# [Source passage]

The intention with this setup is that if we align the axes of the polarizer and analyzer, the beam would be completely extinguished for a non-magnetic sample. Then, regardless of which of the three MOKE effects were at play, a magnetic sample would alter the polarization of the reflected beam, causing it to only be partially extinguished by the analyzer. In practice, since we are working with non-ideal polarizers that have high extinction ratios (but not 100%), the image of a non-magnetic sample would have been used as a baseline for comparison with a magnetic sample. By exporting image captures from the OBS software and isolating the pixel intensities, a study could have been done by taking the differences in pixel intensities between the two images.

Alas, while the experimental setup was simple, the greatest stumbling block proved to be the very first step - capturing an image. Aligning all the optical components proved to be challenging and time consuming, particularly when shifting the webcam back and forth in an attempt to focus the image since this meant unscrewing the base, adjusting the position of the webcam, and tilting the base at an angle to fit a screw back into the optical table. On the suggestion of Prof. Christian, we cobbled together a crude z-translation stage which used two additional base holders to 'lock' onto the base of the webcam from either side and allow movement only along the optical axis. This did not solve the alignment issue directly, but it did allow us to identify another problem that we ought to tackle first.

The laser pointer casing was slightly bulbous toward the front end. This meant that when it was mounted onto the acrylic holder (see image), it was tilted up slightly, and thus the plane in which the light beam travelled was not parallel to the optical table but tilted upward. Consequently, for every shift of our webcam along the z-axis, a corresponding change in height would have to be made. At this juncture, a decision was made to modify the light source before proceeding with imaging.

# [Directives]
1. Decide whether each statement agrees with the passage on the MOKE imaging setup, answering yes or no and quoting the deciding words. (a) The polarizers used in the setup had extinction ratios of 100%. (b) The crude z-translation stage directly solved the alignment issue. (c) Because of how the laser pointer sat in its holder, the beam did not travel parallel to the optical table.
2. In the passage on the MOKE imaging setup, who suggested building the crude z-translation stage?
3. Extend the passage on the MOKE imaging setup, picking up after its final sentence.

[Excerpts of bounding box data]
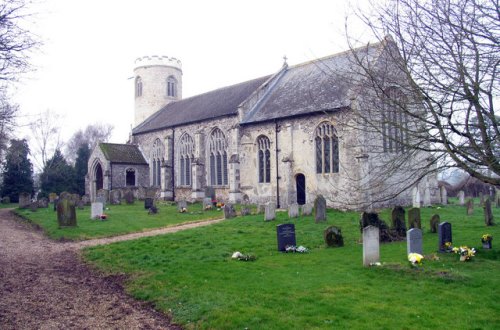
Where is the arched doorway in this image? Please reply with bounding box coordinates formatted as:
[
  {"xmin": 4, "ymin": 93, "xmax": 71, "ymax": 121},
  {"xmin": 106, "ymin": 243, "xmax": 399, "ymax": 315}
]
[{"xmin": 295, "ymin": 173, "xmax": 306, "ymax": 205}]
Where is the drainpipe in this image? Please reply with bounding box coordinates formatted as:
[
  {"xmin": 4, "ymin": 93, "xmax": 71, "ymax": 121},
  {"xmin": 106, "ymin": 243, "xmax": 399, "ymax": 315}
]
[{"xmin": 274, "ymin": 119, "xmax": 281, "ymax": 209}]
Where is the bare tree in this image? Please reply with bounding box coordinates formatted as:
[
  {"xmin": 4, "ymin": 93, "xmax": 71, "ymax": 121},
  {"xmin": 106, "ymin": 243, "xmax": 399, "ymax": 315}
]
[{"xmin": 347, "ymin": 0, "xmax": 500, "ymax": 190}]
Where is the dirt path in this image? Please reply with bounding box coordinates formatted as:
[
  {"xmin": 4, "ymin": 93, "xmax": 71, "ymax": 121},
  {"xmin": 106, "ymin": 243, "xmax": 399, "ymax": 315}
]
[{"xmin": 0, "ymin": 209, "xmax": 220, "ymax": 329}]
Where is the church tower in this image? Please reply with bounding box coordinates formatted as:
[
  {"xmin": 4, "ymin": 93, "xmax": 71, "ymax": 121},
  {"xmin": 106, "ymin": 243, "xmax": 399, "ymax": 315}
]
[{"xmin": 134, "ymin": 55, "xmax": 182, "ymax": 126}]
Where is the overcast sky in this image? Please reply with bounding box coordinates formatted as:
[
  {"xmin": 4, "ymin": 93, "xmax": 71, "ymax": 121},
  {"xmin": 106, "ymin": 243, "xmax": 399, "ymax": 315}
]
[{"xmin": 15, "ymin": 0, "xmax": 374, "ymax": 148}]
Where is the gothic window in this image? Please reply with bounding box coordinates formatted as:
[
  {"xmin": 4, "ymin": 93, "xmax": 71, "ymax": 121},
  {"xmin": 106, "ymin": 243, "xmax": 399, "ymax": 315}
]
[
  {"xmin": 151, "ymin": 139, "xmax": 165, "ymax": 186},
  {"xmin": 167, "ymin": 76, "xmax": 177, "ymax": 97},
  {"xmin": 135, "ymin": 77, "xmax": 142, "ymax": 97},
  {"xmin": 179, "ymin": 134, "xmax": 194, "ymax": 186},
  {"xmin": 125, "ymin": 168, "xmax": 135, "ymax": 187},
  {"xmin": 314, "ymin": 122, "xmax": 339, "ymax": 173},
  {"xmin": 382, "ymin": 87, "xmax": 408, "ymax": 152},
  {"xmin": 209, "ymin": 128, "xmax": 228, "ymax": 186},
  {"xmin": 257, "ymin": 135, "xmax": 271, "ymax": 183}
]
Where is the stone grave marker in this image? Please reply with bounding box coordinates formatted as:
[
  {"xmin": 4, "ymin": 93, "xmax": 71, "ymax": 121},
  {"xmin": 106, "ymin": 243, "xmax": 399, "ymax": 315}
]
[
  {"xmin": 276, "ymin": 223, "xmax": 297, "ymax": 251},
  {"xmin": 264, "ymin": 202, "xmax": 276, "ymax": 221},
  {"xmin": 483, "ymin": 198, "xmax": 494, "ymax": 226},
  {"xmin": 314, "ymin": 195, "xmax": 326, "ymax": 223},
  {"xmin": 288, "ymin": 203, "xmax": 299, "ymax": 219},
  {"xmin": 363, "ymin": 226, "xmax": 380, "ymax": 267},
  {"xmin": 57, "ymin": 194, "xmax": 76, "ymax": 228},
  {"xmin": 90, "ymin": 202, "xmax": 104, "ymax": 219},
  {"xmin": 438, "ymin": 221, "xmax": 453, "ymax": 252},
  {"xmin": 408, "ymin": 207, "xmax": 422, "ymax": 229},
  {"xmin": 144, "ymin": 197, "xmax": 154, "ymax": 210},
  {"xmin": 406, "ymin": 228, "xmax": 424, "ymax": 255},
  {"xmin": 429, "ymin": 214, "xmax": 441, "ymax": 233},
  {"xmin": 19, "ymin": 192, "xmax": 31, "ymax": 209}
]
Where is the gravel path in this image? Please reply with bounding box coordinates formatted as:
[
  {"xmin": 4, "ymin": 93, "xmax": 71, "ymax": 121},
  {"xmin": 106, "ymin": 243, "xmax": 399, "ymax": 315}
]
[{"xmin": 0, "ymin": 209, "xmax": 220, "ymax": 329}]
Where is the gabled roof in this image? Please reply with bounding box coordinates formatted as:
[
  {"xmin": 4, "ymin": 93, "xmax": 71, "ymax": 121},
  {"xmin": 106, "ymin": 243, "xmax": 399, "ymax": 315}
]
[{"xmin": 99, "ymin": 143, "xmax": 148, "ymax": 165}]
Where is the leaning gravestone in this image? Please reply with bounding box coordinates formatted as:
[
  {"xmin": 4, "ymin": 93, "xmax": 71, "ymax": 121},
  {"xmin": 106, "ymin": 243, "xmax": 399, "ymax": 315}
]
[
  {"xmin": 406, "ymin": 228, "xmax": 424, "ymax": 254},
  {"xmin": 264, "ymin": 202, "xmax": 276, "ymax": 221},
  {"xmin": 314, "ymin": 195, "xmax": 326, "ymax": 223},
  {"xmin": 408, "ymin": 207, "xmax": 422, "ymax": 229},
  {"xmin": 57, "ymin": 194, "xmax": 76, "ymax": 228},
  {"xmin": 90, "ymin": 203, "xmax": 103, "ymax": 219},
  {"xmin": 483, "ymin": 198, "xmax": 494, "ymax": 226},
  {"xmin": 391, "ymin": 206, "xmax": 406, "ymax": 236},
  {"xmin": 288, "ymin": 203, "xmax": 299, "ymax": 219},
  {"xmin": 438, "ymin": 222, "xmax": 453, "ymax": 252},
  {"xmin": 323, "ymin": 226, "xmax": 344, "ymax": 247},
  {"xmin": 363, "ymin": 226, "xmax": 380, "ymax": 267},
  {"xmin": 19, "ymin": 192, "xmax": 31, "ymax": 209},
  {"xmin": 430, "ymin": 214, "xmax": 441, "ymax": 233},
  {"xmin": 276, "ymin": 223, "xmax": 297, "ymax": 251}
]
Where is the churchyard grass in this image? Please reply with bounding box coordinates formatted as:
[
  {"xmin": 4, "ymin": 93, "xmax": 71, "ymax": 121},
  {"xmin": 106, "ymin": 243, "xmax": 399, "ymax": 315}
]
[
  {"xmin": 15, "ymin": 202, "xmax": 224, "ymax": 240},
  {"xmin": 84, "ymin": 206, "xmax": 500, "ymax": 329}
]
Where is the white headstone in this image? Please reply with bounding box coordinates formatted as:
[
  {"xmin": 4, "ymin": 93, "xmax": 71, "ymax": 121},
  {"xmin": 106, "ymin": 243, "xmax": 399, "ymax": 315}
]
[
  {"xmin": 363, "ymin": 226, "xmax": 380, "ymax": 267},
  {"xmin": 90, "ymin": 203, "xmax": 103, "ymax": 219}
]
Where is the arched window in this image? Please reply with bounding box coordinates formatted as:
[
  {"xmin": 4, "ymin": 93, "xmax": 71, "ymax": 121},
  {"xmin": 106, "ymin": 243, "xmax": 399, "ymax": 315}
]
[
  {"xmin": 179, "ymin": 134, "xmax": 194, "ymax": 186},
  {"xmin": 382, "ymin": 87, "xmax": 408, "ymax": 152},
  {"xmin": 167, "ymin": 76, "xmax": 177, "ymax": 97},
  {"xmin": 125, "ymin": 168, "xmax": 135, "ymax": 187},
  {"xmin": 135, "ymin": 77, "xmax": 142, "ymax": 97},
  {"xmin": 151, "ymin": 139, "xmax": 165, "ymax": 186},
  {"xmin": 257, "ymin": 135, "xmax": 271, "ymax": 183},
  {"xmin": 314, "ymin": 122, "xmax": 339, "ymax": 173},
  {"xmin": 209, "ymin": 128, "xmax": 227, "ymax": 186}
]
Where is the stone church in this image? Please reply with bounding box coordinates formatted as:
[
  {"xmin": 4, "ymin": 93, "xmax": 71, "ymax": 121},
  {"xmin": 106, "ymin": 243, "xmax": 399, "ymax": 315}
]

# [The answers]
1.
(a) No: "non-ideal polarizers that have high extinction ratios (but not 100%)"
(b) No: "This did not solve the alignment issue directly"
(c) Yes: "the plane in which the light beam travelled was not parallel to the optical table but tilted upward"

2. Prof. Christian

3.
Setup 1.1: Double Mirror Alignment

Main Change:

  • Added two mirrors attached to adjustable mounts.
Not all laser pointers are equal. The first laser pointer we used turned out to have a rather dirty beam. The pinhole aperture might have helped to remove some of these artifacts, but to be sure we decided to switch to a laser diode that produced a cleaner beam.

Other Minor Changes:

  • Added a second lens to focus an image onto the CCD array, rather than the beam itself.
  • Swapped to a sample with a smoother surface to reduce diffuse reflection - the magnetic tape of a floppy disk.
  • Swapped to a 650nm laser diode (Datasheet) as the red laser pointer produced a rather 'dirty' beam with various artifacts.
Mirror 1
Mirror 2

The usage of the mirrors for alignment is as follows:

  1. Place a pinhole aperture near the second mirror and turn the knobs on the first mirror to adjust the pitch and yaw until the laser beam is centered on the pinhole.
  2. Swap the pinhole to a location farther down the beam path. Tune the knobs on the second mirror until the beam is centered.
  3. Repeat steps 1 and 2, continuously swapping the pinhole between the near and far locations until the beam passes through the pinhole at both locations.

Result: Still unable to obtain a good image of our sample. Our beam does not cover a large enough region of our CCD array and the majority of what we are imaging is likely from ambient light sources. Alignment also proves difficult as it is sometimes hard to discern the light that originates from our light source. At this juncture, a decision was made to modify the rest of the optical setup to increase magnification.

Setup 2: Microscope Setup

Schematic of microscope setup. The two mirrors facilitate beam alignment.
Microscope setup, sans pinhole after Mirror 2.

Main change:

  • Revamped optical setup to resemble that of a microscope.

Other minor changes:

  • Switched light source once more to a laser pen (aka Visual Fault Locator) coupled to a single mode fiber for an even cleaner light source.
  • Swapped to a lab prepared magnetic sample.
  • Added micrometer screw translation stage for sample.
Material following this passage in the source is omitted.